- [SET TASK]
Copy every record below word for word, leaving out the pictures.

[BEGIN]

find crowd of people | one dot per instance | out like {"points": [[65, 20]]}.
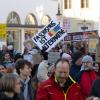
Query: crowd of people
{"points": [[74, 76]]}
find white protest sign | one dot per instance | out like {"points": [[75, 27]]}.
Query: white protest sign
{"points": [[49, 36]]}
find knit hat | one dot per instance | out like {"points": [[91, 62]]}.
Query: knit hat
{"points": [[87, 58], [66, 56], [76, 56]]}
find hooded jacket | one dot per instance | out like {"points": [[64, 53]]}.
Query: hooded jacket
{"points": [[50, 90]]}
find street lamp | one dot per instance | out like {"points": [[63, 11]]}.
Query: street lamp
{"points": [[59, 15]]}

[END]

- [CORRECT ANSWER]
find crowd of people | one dot per instance | out like {"points": [[65, 20]]}.
Query: crowd of people
{"points": [[74, 76]]}
find white protest sign | one dot per instance | out like {"points": [[75, 27]]}.
Query: white protest sign
{"points": [[49, 36]]}
find knit hat | one dot per instance | out like {"points": [[91, 62]]}.
Query: knit hat
{"points": [[87, 58], [66, 56], [76, 56]]}
find hooded jacket | one dot per instance | out like {"points": [[64, 53]]}.
Query: hooded jacket
{"points": [[50, 90]]}
find street lamp | one dot per instance | out like {"points": [[63, 11]]}.
Query: street lamp
{"points": [[59, 15]]}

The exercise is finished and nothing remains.